# Page extract
Top-level class/module names defined in the file at rel_path (resolved against the last scan root when present). Distinctive names only: leading-uppercase, longer than 2 chars — so genuine 3-char constants like ORM (orm.rb) and API (api.rb), which specs reference as ‘Tina4::ORM` / `Tina4::API`, are detected as tested instead of being mislabelled untested. (Was > 3, which silently excluded every 3-char constant.)

# File 'lib/tina4/metrics.rb', line 656

def self._defined_constants(rel_path)
  src_file = if @last_scan_root && !@last_scan_root.empty? && !File.exist?(rel_path)
               File.join(@last_scan_root, rel_path)
             else
               rel_path
             end
  symbols = Set.new
  content = begin
    File.read(src_file, encoding: 'utf-8')

# What is required
Reproduce verbatim the passage of the _defined_constants excerpt that begins at the words "# File 'lib/tina4/metrics.rb', line" and stops after the words "File.join(@last_scan_root, rel_path)".

# Listed records
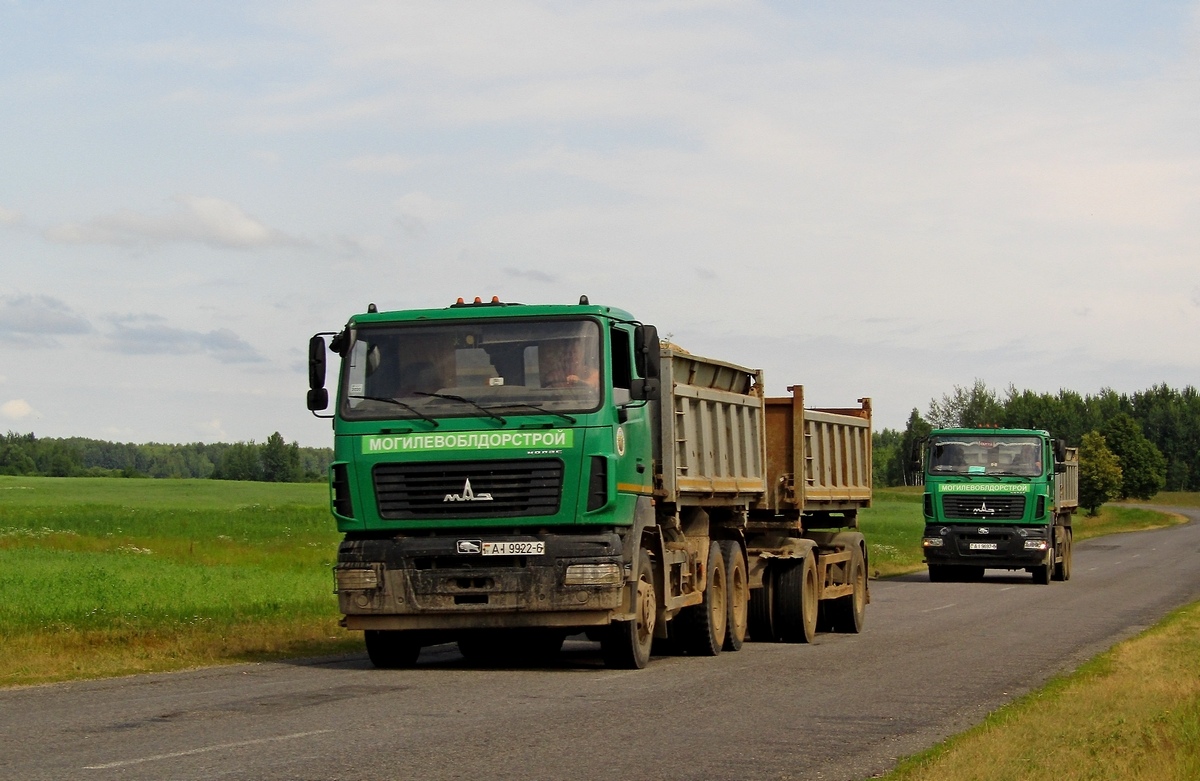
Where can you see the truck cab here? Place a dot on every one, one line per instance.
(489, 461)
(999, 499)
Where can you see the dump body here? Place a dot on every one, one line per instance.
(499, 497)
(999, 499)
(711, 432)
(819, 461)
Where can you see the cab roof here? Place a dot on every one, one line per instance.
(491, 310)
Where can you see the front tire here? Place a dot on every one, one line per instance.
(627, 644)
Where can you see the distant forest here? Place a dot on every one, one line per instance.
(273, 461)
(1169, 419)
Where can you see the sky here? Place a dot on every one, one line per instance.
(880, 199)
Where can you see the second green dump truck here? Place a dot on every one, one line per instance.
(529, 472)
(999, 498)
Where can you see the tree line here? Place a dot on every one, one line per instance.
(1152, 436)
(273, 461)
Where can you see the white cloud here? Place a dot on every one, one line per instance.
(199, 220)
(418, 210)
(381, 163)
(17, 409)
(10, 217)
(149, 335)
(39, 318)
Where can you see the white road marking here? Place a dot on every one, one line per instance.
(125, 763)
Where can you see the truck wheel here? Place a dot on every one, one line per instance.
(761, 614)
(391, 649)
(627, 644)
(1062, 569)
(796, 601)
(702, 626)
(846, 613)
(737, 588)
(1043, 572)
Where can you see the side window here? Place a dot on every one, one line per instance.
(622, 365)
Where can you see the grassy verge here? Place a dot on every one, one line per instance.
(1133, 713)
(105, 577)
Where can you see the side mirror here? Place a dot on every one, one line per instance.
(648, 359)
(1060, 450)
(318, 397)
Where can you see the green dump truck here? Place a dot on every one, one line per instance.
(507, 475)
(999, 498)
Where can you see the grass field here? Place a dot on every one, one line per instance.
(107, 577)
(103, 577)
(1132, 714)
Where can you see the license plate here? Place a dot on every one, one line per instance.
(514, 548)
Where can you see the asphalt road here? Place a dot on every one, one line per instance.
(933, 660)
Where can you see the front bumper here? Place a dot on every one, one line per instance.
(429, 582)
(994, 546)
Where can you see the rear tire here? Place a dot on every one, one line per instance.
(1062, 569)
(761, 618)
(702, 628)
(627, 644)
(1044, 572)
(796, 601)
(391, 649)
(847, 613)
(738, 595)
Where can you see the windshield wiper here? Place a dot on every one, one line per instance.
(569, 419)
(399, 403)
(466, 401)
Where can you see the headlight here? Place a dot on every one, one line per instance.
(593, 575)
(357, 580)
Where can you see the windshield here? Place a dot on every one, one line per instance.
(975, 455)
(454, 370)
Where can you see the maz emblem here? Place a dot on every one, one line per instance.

# Finished answer
# File 'lib/tina4/metrics.rb', line 656

def self._defined_constants(rel_path)
  src_file = if @last_scan_root && !@last_scan_root.empty? && !File.exist?(rel_path)
               File.join(@last_scan_root, rel_path)